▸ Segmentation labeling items
# # # # # # #

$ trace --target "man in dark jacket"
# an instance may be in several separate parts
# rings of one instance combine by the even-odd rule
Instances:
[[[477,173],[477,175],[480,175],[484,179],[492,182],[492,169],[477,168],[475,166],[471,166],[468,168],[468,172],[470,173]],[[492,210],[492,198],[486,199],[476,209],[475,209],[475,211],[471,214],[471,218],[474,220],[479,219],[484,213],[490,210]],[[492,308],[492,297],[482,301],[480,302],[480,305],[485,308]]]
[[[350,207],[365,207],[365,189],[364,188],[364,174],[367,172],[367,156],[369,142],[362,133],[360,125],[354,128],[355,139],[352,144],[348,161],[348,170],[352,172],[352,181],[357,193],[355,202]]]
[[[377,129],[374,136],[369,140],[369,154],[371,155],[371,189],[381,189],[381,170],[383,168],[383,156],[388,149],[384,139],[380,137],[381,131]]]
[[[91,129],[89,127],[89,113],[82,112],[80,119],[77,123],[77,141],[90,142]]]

# # # # # # #

▸ WHAT THE EXERCISE ASKS
Can you reproduce every line of the data above, the trace request and comment lines included, but scale each coordinate in the polygon outlines by 1.2 and round it to a whole number, with halves rounding up?

▸ REPLY TO THE TASK
$ trace --target "man in dark jacket"
# an instance may be in several separate parts
# rings of one instance combine by the even-odd rule
Instances:
[[[572,208],[572,210],[576,210],[581,215],[590,218],[590,203],[572,202],[570,199],[565,199],[562,202],[562,206],[564,208]],[[590,252],[590,238],[583,239],[571,251],[570,251],[570,253],[565,257],[565,262],[569,264],[575,263],[581,256],[588,252]],[[590,370],[590,356],[578,361],[576,362],[576,366],[582,370]]]
[[[420,248],[438,248],[438,227],[437,226],[437,209],[440,206],[440,187],[443,170],[434,160],[432,150],[425,154],[426,167],[422,173],[418,193],[418,204],[422,206],[422,217],[428,232],[426,242]]]
[[[452,155],[449,163],[443,168],[443,185],[445,186],[445,227],[457,227],[457,204],[460,202],[460,187],[466,179],[461,167],[456,164],[457,157]]]
[[[109,155],[107,152],[107,136],[98,134],[96,143],[92,148],[92,169],[108,170]]]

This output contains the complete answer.